*What is being asked*: Identify the line in which "The call MUST" appears, then reproduce that line and all remaining lines of the records word for word.
================================
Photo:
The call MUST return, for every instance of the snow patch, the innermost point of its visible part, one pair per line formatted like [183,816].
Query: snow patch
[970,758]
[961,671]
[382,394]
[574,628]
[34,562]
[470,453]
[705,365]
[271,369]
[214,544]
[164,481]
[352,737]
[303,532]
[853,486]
================================
*Answer for the task*:
The call MUST return, for every instance of the snow patch, the innermost point of its visible part, one pair per line formatted like [183,816].
Query: snow patch
[970,758]
[961,671]
[382,394]
[574,628]
[34,562]
[470,453]
[705,365]
[271,369]
[214,544]
[164,481]
[352,737]
[303,532]
[853,486]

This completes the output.